Named object pointing entries:
--- START ---

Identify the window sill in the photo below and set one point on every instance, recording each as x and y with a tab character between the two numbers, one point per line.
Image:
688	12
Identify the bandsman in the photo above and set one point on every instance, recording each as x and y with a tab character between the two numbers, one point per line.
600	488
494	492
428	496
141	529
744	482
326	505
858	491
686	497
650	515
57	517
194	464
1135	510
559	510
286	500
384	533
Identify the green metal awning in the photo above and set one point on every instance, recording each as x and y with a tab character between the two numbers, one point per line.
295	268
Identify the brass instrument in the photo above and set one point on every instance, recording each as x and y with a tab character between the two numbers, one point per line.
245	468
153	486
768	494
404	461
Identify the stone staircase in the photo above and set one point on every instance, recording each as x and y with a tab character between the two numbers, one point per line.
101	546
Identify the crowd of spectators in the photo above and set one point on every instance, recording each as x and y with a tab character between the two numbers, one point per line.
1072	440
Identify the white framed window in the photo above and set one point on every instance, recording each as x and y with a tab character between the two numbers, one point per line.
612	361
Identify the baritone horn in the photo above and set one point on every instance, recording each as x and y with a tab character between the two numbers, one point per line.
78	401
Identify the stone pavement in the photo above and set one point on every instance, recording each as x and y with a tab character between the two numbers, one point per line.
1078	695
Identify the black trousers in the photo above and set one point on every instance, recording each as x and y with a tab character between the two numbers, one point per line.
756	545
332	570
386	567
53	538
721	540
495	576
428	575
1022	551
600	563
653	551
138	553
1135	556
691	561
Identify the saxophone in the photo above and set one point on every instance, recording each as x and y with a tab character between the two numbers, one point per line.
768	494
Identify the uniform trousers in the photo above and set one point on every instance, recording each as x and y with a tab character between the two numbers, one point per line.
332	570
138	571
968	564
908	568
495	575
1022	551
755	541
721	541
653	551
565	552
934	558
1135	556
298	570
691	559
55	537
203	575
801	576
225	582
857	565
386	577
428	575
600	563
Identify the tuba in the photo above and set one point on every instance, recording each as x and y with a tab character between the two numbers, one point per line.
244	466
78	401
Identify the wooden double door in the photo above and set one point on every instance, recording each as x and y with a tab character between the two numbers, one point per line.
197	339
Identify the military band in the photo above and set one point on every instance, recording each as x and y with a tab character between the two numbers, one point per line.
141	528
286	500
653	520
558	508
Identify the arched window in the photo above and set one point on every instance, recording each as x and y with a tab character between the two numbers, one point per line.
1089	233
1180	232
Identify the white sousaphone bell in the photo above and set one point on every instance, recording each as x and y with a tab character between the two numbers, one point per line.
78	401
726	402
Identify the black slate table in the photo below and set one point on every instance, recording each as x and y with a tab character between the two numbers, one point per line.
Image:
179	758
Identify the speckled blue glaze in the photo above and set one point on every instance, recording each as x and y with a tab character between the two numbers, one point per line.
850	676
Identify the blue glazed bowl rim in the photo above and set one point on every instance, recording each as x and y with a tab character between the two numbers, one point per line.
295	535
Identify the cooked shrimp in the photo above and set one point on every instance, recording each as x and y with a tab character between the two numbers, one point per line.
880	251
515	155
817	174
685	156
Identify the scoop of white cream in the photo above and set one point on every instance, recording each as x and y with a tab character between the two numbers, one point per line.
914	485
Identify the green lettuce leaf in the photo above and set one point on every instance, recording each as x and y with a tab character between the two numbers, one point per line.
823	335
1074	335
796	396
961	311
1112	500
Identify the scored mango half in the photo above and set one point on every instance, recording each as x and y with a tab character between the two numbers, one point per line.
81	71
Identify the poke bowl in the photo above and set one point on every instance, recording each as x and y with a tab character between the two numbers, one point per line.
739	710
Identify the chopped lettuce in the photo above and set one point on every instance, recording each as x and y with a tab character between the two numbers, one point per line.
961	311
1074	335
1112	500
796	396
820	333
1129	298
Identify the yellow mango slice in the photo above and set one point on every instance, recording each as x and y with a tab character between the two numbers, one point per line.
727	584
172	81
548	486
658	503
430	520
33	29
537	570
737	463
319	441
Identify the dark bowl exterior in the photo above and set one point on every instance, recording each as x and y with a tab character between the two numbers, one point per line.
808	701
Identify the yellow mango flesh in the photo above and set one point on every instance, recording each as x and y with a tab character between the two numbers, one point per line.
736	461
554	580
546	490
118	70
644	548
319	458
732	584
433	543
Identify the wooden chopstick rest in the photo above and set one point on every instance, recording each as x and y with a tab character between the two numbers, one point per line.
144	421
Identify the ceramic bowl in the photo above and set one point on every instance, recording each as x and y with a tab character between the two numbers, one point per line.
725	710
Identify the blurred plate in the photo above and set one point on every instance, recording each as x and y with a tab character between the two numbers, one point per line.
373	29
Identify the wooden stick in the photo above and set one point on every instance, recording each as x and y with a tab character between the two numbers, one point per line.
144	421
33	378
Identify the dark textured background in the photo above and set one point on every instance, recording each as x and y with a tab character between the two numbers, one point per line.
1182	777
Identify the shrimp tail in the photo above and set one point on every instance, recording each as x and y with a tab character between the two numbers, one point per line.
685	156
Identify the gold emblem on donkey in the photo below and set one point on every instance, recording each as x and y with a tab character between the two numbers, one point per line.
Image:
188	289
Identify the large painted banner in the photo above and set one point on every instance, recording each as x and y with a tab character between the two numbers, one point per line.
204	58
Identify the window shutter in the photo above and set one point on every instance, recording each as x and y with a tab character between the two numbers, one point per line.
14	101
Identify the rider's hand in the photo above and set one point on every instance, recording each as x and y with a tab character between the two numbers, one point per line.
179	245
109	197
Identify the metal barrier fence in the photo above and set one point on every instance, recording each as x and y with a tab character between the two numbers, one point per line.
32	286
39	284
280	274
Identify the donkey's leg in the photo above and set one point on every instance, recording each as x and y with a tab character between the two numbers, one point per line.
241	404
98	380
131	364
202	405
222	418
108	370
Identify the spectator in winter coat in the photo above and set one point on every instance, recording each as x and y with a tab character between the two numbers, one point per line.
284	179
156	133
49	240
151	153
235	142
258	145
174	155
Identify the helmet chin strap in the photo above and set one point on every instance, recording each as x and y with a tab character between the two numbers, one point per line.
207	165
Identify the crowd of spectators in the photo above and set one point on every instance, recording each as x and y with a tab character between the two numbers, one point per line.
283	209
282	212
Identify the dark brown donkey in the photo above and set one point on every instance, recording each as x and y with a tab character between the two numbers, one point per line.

--- END ---

**Exercise goal:** Copy out the whole listing exactly.

**Complete output:**
Identify the window sill in the photo below and set one point on every instance, recording each as x and y with a tab character between the two numbers, one point per line.
Image:
688	12
Identify the bandsman in the photo above and set one point on every instance, recording each as x and y with a tab character between the two numbers, one point per line.
600	488
494	492
428	496
141	529
744	482
326	505
858	491
686	497
650	515
57	517
194	464
1135	510
559	510
286	500
384	533
Identify the green metal awning in the photo above and set one point on every instance, recording each as x and y with a tab character between the two numbers, one point per line.
295	268
Identify the brass instrument in the photo above and set one point on every instance, recording each as x and y with a tab character between the two numbers, one point per line.
245	468
153	486
768	494
404	461
Identify the stone staircase in the photo above and set one point on every instance, recording each as x and y with a tab character between the two numbers, one point per line.
101	546
Identify the crowd of spectators in the photo above and set one point on every instance, recording each as x and y with a tab character between the two numbers, one point per line.
1072	440
Identify the white framed window in the photo above and set one point on every instance, recording each as x and y with a tab character between the two numbers, one point per line.
612	361
Identify the baritone horn in the photo above and set one point on every instance, recording each as x and y with a tab character between the two numbers, one point per line.
78	401
Identify the stone pavement in the photo above and set one point on every instance, recording each as x and y with a tab character between the two numbers, one point per line.
1078	695
Identify the black trousers in the photo above and set one point on every instance, recording each as x and y with a tab character between the two numbers, one point per line.
756	545
332	570
386	567
53	538
721	540
495	576
428	575
1022	551
600	563
653	551
138	553
1135	556
691	561
Identify the saxophone in the photo above and set one point on every instance, recording each as x and y with a tab character between the two numbers, one point per line.
768	494
Identify the uniform trousers in the photo above and set one point on every instance, recording each as x and y with a tab character between the two numbers, one point per line.
332	570
138	571
968	564
908	568
495	575
1022	551
755	541
721	541
653	551
565	552
934	558
1135	556
298	570
691	559
55	537
203	575
801	576
225	582
857	565
386	577
428	575
600	563
Identify the tuba in the photo above and set one point on every instance, recording each as x and y with a tab character between the two numbers, one point per line.
244	466
78	401
Identify the wooden double door in the photo above and set one point on every instance, recording each as x and y with a tab character between the two numbers, one point per line.
197	339
Identify the military band in the photo above and set one point on every instance, recording each as x and y with a tab character between the two numbers, one point per line.
141	528
286	500
653	520
558	508
Identify the arched window in the photo above and set one point on every instance, recording each as x and y with a tab character between the two numbers, one point per line.
1089	233
1180	232
Identify the white sousaphone bell in the photo above and set one point on every instance, recording each as x and y with a tab character between the two numbers, one point per line.
78	401
726	402
Identify the black slate table in the photo below and set one point on every instance, recording each as x and y with a tab character between the two numbers, one point per line.
Image:
179	758
Identify the speckled blue glaze in the photo above and set one point on every instance, recording each as x and y with a tab character between the two numbers, one point per line.
850	676
Identify the blue glazed bowl rim in the photo above and set one point on every instance, recording each as x and y with a tab character between the two numbers, one point per line.
295	535
Identify the cooked shrimp in the photo above and set one point on every instance, recording each as x and y with a tab character between the two numbers, one point per line.
880	251
515	155
817	174
685	156
Identify the scoop of white cream in the photo above and set one point on every instance, recording each as x and y with a tab character between the two numbers, one point per line.
914	485
Identify the green lettuce leaf in the photo above and set one point on every instance, recording each as x and y with a tab character between the two numbers, one point per line.
823	335
1074	335
796	396
961	311
1112	500
Identify the scored mango half in the photo above and set one point on every instance, recording each as x and y with a tab character between the two numbers, one point per line.
81	71
Identify the poke bowl in the photo above and set one point on every instance, recording each as x and y with a tab character between the two numbers, one point per line.
739	710
Identify the chopped lettuce in the photo above and set one point on every instance, recording each as x and y with a tab character between the two numbers, one point per line.
961	311
1074	335
1112	500
796	396
820	333
1129	298
Identify the yellow mango slice in the photo above and set one point on every instance, recording each as x and y with a tab character between the two numbers, one point per line.
727	584
172	81
548	486
658	503
430	520
33	29
537	570
737	463
319	441
Identify the dark bowl exterior in the photo above and set one point on every instance, recording each as x and y with a tab character between the two numbers, one point per line.
808	701
Identify the yellow mango flesh in the photo above and set one point on every instance, recording each as x and y with a tab character between the two numbers, one point per line.
736	461
554	580
546	490
118	70
644	548
319	458
732	584
433	543
Identify the wooden chopstick rest in the photo above and set one point on every instance, recording each as x and y with a tab character between the two numbers, one point per line.
144	421
Identify the ceramic bowl in the photo above and set one point on every instance, recording each as x and y with a tab character between the two numbers, one point per line.
725	710
Identify the blurred plate in the photo above and set one point on every instance, recording each as x and y with a tab character between the two numbers, one point per line.
373	29
Identify the wooden stick in the photo above and set one point on every instance, recording each as x and y with a tab character between the two numbers, one point per line.
144	421
33	378
Identify the dark textured background in the photo above and set one point on every instance, recording each as x and y with a tab character between the two numbers, one point per line.
1182	777
Identify the shrimp tail in the photo above and set one point on every instance, recording each as x and y with a tab character between the two numbers, one point per line.
685	156
Identify the gold emblem on donkey in the photo below and set one point on every instance, recording each as x and y with a tab character between the two numbers, one point per line.
Image:
188	289
Identify the large painted banner in the photo above and set one point on every instance, recording each as x and y with a tab character between the two numbers, one point per line.
204	58
Identify the window shutter in the photo above and set one point on every instance, recording each as x and y with a tab character between the two numbers, one point per line.
14	101
Identify the rider's hand in the photo above and set one point on every instance, recording each as x and y with a tab character between the two numbers, one point per line.
179	245
109	197
Identify the metal barrier fence in the photo above and set one point on every instance, recording each as x and y with a tab character between the two numbers, one point per line.
32	286
39	284
280	274
Identify the donkey's leg in the photo above and set one point on every instance, recording each as x and y with a tab character between the two numbers, one point per line.
241	404
98	380
131	364
202	405
222	418
108	370
Identify the spectator in winter coat in the photo above and set one point on every instance, recording each as x and y with a tab character between the two numbers, one point per line.
284	179
156	133
49	240
151	153
235	142
258	145
174	155
Identify the helmet chin strap in the photo above and set one point on every instance, recording each as x and y with a tab character between the two numbers, one point per line.
207	165
Identify the crowd of spectators in the photo above and set one point on every instance, recording each as x and y with a tab character between the two numbers, one point per line.
283	209
282	212
Identify the dark brown donkey in the photo above and set one point on every instance, recording each as x and y with a tab character between the two numbers, one point per line.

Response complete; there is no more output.